---------- ESTRATTO SELEZIONATO ----------

Nel bagno per una veloce pulizia del viso consigliata da L., un’educatrice senza frontiere passata di qui ad agosto, e un vestirsi a cipolla per ogni evenienza climatica della giornata.

Faccio poi una colazione abbondante per iniziare bene la giornata e verso le 8 si inizia a lavorare: a volte singolarmente, altre con Roberto (collega del servizio civile) e tante altre insieme ai numerosi volontari di Esf di passaggio. In base al giorno settimanale ci si relaziona con diversi destinatari.

Solitamente in mattinata: il lunedì, il mercoledì e il venerdì ci sono i bambini e le bambine della scuola dell’infanzia “A.P.E.”. Si collabora a stretto contatto con le tre insegnanti e si impara imparando gli uni dagli altri, offrendo in sinergia ai giovanissimi destinatari tante e diverse attività nei vari campi esperienziali.

Ai primi di settembre 2022 sono rimasta realmente sorpresa di come le insegnanti potessero lavorare con dei numeri così grandi (una trentina e più di bambini e bambine per sezione circa). Certamente, i bambini e le bambine non hanno lo stesso temperamento di quelli presenti in Italia, ma l’attivismo, la disponibilità a nuovi incontri e la comunicazione efficace delle insegnanti si dimostrano essere vere e proprie carte vincenti nel loro lavoro quotidiano.

Il martedì, invece, si esce in città per svolgere alcune commissioni e servizi, utili a noi volontari e ai ragazzi della comunità. Altra opzione per il martedì e il giovedì si rivela il corso di italiano per le suore Getsemani, abitanti vicino a noi, nello specifico, nel quartiere di Ankofafa di Fianarantsoa.

---------- DATI ----------

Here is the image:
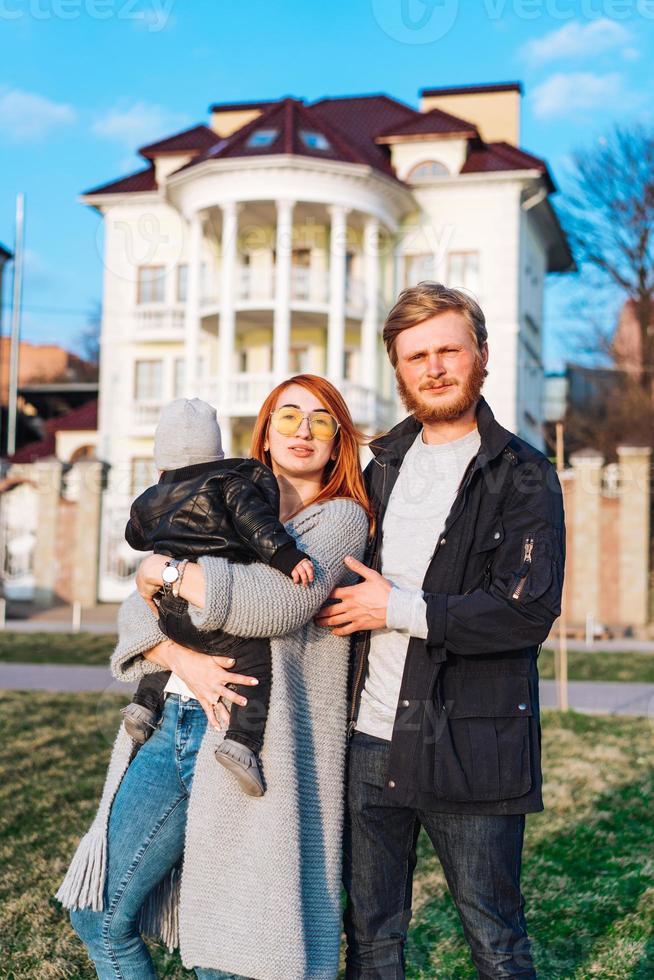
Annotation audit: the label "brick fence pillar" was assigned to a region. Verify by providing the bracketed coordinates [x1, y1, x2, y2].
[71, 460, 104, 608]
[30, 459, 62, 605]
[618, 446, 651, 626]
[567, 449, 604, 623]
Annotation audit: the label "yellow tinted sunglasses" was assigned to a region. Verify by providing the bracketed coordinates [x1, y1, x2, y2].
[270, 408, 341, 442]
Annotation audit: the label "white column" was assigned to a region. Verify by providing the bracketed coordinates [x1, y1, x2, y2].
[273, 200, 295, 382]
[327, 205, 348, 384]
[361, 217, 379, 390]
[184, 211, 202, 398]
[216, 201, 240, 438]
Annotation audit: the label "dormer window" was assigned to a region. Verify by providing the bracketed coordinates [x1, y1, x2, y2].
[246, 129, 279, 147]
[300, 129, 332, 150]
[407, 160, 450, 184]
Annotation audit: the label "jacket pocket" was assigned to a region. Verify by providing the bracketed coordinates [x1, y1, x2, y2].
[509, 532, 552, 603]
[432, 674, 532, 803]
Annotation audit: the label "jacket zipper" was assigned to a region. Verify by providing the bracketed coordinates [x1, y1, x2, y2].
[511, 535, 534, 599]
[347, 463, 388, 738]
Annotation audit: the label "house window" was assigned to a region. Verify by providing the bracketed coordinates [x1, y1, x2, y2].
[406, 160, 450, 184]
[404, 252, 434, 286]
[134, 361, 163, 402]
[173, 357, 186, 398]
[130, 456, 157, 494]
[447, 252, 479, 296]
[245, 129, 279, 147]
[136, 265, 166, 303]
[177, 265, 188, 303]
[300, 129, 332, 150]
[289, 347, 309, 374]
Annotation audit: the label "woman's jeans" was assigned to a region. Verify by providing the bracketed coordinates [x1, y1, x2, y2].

----------
---------- DATI ----------

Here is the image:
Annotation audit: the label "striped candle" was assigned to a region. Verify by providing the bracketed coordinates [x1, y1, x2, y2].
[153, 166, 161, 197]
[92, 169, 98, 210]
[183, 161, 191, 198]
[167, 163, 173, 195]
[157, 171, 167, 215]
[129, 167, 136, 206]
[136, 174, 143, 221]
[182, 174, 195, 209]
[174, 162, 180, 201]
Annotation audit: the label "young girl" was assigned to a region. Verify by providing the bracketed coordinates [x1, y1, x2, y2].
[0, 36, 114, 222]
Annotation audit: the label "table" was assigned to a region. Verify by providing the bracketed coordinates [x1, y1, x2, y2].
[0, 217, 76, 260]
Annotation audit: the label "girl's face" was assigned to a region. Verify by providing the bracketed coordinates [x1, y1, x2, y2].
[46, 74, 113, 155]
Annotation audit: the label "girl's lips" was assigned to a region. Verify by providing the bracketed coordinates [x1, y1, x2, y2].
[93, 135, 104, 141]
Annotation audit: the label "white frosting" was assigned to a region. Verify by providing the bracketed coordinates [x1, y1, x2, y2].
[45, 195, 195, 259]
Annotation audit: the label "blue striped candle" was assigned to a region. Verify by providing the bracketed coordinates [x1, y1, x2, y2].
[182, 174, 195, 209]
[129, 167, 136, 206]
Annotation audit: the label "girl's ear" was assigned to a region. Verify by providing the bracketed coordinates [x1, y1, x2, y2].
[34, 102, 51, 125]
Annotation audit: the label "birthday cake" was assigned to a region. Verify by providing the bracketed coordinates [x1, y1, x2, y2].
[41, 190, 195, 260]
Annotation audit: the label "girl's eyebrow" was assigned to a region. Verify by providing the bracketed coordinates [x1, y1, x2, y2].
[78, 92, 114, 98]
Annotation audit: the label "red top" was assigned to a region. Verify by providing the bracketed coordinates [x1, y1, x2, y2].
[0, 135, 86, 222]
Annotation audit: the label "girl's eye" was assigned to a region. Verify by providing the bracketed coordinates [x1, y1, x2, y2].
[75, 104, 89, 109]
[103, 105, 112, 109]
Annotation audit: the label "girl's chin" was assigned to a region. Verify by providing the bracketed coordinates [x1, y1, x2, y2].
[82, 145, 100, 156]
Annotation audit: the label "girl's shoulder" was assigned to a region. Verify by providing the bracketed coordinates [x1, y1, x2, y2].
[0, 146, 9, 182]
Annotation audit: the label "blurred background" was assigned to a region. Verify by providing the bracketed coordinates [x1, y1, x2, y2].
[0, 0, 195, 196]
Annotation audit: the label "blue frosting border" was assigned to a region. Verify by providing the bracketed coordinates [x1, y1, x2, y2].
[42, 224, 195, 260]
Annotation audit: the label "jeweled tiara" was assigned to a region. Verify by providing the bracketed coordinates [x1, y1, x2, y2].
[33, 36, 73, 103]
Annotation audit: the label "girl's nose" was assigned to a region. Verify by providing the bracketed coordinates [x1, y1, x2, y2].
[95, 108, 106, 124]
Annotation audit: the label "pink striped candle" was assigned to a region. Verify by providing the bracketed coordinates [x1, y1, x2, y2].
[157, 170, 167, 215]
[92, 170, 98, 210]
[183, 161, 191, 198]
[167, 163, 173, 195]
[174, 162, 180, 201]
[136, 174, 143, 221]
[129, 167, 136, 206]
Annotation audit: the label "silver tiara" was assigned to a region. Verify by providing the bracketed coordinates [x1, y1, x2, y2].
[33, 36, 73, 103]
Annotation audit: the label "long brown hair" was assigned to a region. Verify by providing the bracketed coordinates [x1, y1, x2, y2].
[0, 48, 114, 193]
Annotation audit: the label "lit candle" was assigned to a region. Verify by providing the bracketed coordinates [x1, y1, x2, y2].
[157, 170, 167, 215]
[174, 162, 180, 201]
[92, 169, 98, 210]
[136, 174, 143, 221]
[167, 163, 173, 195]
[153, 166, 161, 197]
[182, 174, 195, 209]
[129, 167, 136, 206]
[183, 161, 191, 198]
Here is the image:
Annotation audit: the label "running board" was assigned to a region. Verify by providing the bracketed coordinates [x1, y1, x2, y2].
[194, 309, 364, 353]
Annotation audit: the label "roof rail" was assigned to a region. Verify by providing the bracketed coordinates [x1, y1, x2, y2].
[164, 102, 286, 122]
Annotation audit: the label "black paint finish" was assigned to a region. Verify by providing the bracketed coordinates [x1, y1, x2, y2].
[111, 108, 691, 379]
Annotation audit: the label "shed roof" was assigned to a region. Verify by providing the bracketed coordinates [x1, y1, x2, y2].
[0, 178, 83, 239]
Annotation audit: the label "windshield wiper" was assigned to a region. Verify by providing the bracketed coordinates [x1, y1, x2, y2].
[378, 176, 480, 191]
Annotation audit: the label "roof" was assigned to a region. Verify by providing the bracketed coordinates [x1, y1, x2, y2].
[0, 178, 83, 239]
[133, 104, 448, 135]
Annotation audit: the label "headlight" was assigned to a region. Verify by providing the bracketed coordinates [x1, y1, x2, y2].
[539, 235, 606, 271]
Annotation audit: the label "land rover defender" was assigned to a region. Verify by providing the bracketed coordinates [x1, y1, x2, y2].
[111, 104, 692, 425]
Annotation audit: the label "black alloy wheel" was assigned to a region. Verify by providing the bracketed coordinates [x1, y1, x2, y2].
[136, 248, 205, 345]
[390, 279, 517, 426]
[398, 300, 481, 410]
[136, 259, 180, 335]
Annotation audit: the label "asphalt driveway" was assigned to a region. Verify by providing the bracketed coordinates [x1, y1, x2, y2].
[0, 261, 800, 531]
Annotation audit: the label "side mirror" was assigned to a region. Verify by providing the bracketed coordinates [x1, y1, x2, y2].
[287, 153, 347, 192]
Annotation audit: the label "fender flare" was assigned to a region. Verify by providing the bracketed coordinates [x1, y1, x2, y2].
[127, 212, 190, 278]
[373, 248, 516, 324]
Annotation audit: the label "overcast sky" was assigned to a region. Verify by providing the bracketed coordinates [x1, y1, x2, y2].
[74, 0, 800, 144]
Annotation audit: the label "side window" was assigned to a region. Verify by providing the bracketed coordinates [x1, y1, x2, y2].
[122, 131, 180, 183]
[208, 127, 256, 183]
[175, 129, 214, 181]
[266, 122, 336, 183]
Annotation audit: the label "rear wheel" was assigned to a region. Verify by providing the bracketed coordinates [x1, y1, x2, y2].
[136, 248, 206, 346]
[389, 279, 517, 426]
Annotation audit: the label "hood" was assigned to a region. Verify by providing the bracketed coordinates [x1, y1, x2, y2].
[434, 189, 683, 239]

----------

### ISTRUZIONI
Riprenda il racconto della giornata di volontariato a Fianarantsoa e lo prosegua subito dopo la frase finale sul corso di italiano per le suore Getsemani.

### RISPOSTA
Durante la settimana, inoltre, si entra più a stretto contatto con l’equipe educativa, che si riunisce una volta a settimana per discutere di alcune situazioni problematiche all’interno della comunità e accordarsi su alcune richieste espresse dai ragazzi stessi. Vi è anche un momento settimanale per svolgere un corso di informatica e di italiano con l’equipe educativa, indispensabile per poter compiere varie consegne lavorative ed entrare maggiormente a stretto contatto con gli educatori della comunità.

Ore 12.00 circa.

Un ragazzo suona la campana che si trova vicino al refettorio e alla cucina. Dopo aver preparato i tavoli (il riso non manca mai!), si inizia a mangiare insieme ai ragazzi della comunità, appena rientrati da scuola. Dopodiché, spesso, ci si riunisce nella cucina dei volontari per il caffè, ci si ferma per due chiacchiere, oppure, si va in camera per riposarsi un po’ o si esce fuori per sgranchirsi le gambe.

Alle 14.00 hanno inizio le attività pomeridiane.

Solitamente: il martedì e il venerdì ci si incammina per andare dalle giovani suore Cappuccine, di preciso, verso il quartiere di Talatamaty di Fianarantsoa.

Una vera scoperta anche loro. Mai visto ragazze così energiche e volitive, caratteristiche ben visibili sia durante le ore di italiano sia nelle numerose partite a basket.

Lunedì e venerdì, di solito, vi è un corso di italiano con i ragazzi di Human (unica scuola professionale per educatori in tutto il Madagascar) e, infine, il mercoledì si sta insieme ai ragazzi della comunità, nello specifico, organizzando e realizzando numerosi giochi all’aperto e in caso di mal tempo qualche gioco da tavolo o di fiducia.

Alcune volte la giornata si conclude andando all’orfanotrofio vicino alla comunità per aiutare le responsabili a dar da mangiare ai bambini e alle bambine, che vanno dai zero ai tre anni circa.

E arriviamo alle ore 18.30, momento in cui suona la campana della cappella della comunità.

È un momento di condivisione e di incontro con i ragazzi. Si canta il Padre Nostro in malgascio e ci si racconta come è andata la giornata, oltre ad ascoltare le varie richieste fatte agli educatori.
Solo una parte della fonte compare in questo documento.